Set task -> Could you convert the listing below into a JSON list of strings, with one string for each line, blank lines skipped, and the pictures left out?
═════ Data excerpts
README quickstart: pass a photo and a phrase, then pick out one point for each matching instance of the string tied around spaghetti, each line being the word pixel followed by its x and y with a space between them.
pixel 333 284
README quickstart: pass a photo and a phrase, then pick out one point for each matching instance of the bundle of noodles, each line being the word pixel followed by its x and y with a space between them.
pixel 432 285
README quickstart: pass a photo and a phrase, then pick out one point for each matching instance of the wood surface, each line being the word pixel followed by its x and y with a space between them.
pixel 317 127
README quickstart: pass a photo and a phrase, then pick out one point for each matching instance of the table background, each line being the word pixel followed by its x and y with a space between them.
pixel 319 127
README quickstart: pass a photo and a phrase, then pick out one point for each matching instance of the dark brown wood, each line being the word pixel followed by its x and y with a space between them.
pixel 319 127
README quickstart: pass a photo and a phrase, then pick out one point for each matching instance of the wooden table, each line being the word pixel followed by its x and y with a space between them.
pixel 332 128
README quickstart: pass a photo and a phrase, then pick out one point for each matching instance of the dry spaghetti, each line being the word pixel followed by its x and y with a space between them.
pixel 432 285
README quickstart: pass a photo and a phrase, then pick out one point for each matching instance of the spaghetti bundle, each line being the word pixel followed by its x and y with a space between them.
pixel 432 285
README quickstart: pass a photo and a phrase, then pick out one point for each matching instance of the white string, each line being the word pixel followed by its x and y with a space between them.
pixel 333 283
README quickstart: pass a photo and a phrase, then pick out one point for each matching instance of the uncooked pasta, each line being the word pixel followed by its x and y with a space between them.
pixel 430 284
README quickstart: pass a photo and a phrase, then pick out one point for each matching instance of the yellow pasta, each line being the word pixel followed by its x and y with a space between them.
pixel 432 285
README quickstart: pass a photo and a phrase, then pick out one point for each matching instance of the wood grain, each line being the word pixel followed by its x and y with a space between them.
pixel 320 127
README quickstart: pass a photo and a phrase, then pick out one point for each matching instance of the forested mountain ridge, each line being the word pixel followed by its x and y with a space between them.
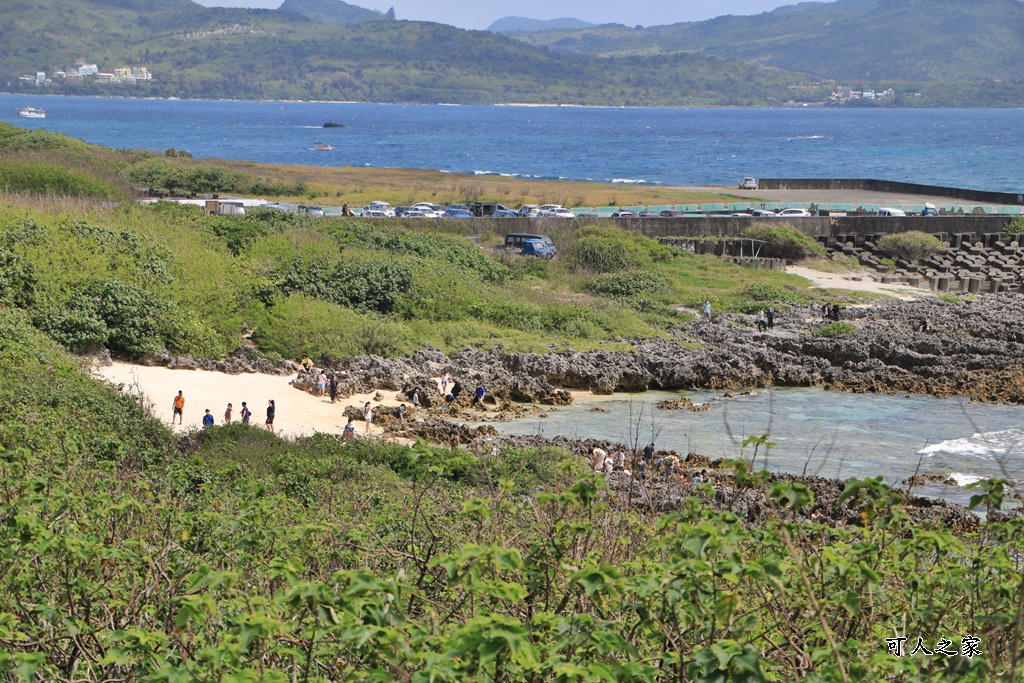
pixel 911 40
pixel 194 51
══════════
Answer ->
[
  "README quickstart: pass a photo and a phrase, then pick out one point for each matching instance of the string tied around spaghetti, each line being the word pixel followed by its x and y with a space between them.",
  "pixel 333 284",
  "README quickstart: pass a photo and a phrase, then pick out one point for each matching instance of the bundle of noodles, each line being the word pixel followed by its x and y with a space between them.",
  "pixel 432 285",
  "README quickstart: pass a photo and a phrase, then pick out one point for each matching instance of the wood surface, each line being the word pixel followed by its x and y with a space between them.",
  "pixel 317 127",
  "README quickstart: pass a photo and a phrase, then pick out one point for each matching instance of the table background, each line being the word pixel followed by its x and y with a space between them.",
  "pixel 319 127",
  "README quickstart: pass a photo and a phrase, then pick out one point for each matching instance of the dark brown wood, each line being the word pixel followed by its x and y with a space between them.",
  "pixel 319 127",
  "README quickstart: pass a photo and a phrase, then pick out one point for each matching instance of the wooden table, each line being the word pixel followed by its x and y with a space between them.",
  "pixel 332 128",
  "README quickstart: pass a photo and a phrase, then pick out one point for each matching instance of the dry spaghetti, each line being the word pixel followed by its x and y with a space between them.",
  "pixel 432 285",
  "README quickstart: pass a photo and a phrase, then pick out one point for each matching instance of the spaghetti bundle, each line being the word pixel followed by its x and y with a space between them.",
  "pixel 432 285",
  "README quickstart: pass a photo and a phrase, then pick out one point for each matching instance of the white string, each line being the word pixel followed by its x and y with a space between them.",
  "pixel 333 283",
  "README quickstart: pass a photo and a phrase, then pick out one point for each matching instance of the uncooked pasta, each line being the word pixel followed by its x and y with a space between them.",
  "pixel 430 284",
  "README quickstart: pass a photo and a phrase, then pick out one point for each matching instance of the yellow pasta, each line being the word pixel followed by its x and y with a space between them.",
  "pixel 432 285",
  "README quickstart: pass a photo and a phrase, then pick out one point for each matching instance of the wood grain, each line being the word pixel followed by its x and y with a space between them.",
  "pixel 320 127",
  "README quickstart: pass a photo and a phrase, then pick out one point for each matching instance of the forested mountain ridge, each line being the word pixel followed by its x and y with a space between them.",
  "pixel 911 40",
  "pixel 194 51"
]